> **Task details**
Update every item below by replacing "crew member" with "deckhand" wherever it appears, and leave everything else unchanged.
====== Records for the task
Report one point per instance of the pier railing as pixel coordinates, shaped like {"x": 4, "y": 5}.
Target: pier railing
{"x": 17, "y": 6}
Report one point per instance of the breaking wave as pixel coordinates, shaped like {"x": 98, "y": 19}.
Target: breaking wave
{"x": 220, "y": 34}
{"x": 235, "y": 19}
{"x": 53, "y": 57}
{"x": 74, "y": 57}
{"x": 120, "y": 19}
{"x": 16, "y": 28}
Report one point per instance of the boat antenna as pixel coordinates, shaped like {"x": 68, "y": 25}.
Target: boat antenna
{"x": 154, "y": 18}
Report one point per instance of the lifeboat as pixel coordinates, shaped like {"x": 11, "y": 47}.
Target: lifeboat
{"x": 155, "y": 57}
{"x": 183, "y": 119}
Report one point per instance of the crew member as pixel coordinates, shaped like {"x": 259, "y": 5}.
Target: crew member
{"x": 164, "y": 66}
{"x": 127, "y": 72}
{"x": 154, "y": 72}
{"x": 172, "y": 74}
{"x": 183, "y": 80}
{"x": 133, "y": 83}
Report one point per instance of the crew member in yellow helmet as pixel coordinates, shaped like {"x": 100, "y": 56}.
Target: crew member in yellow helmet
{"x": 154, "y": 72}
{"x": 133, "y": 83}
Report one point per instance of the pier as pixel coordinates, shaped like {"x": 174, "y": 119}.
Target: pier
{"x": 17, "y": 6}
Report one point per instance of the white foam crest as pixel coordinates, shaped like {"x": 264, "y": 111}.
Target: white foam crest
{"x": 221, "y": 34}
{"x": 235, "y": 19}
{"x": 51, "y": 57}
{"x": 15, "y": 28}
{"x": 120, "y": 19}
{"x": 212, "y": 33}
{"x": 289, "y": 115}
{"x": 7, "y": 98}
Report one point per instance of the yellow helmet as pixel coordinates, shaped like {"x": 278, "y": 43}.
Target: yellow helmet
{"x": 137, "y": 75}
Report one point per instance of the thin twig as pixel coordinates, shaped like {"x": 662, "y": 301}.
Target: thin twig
============
> **Response to the task**
Report one point per instance of the pier railing as pixel coordinates, shaped like {"x": 4, "y": 5}.
Target: pier railing
{"x": 17, "y": 6}
Report one point per instance of the breaking wave as pixel coordinates, shaped like {"x": 98, "y": 19}.
Target: breaking wave
{"x": 220, "y": 34}
{"x": 235, "y": 19}
{"x": 53, "y": 57}
{"x": 74, "y": 57}
{"x": 120, "y": 19}
{"x": 16, "y": 28}
Report one point per instance of the boat antenna as pixel coordinates, shaped like {"x": 68, "y": 25}.
Target: boat antenna
{"x": 154, "y": 18}
Report one point per instance of the lifeboat as pixel coordinates, shaped like {"x": 11, "y": 47}.
Target: lifeboat
{"x": 155, "y": 57}
{"x": 183, "y": 119}
Report one point per instance of the deckhand as pixel coordinates, shaped like {"x": 259, "y": 5}.
Target: deckhand
{"x": 164, "y": 66}
{"x": 127, "y": 72}
{"x": 154, "y": 72}
{"x": 172, "y": 74}
{"x": 183, "y": 80}
{"x": 133, "y": 83}
Report one point per instance of the deckhand in yellow helmet as pixel coordinates, shaped like {"x": 100, "y": 56}.
Target: deckhand in yellow helmet
{"x": 154, "y": 72}
{"x": 133, "y": 83}
Report one point per instance of the pier as pixel coordinates, shaped like {"x": 174, "y": 119}.
Target: pier
{"x": 17, "y": 6}
Report one point per instance of the white foam crest as pixel coordinates, shaped like {"x": 264, "y": 111}.
Target: white foam crest
{"x": 221, "y": 34}
{"x": 235, "y": 19}
{"x": 51, "y": 57}
{"x": 15, "y": 28}
{"x": 120, "y": 19}
{"x": 212, "y": 33}
{"x": 289, "y": 115}
{"x": 7, "y": 98}
Report one point per instance of the yellow helmet as pixel coordinates, shaped like {"x": 278, "y": 43}.
Target: yellow helmet
{"x": 137, "y": 75}
Report one point per instance of the thin twig as pixel coordinates, shaped like {"x": 662, "y": 301}.
Target: thin twig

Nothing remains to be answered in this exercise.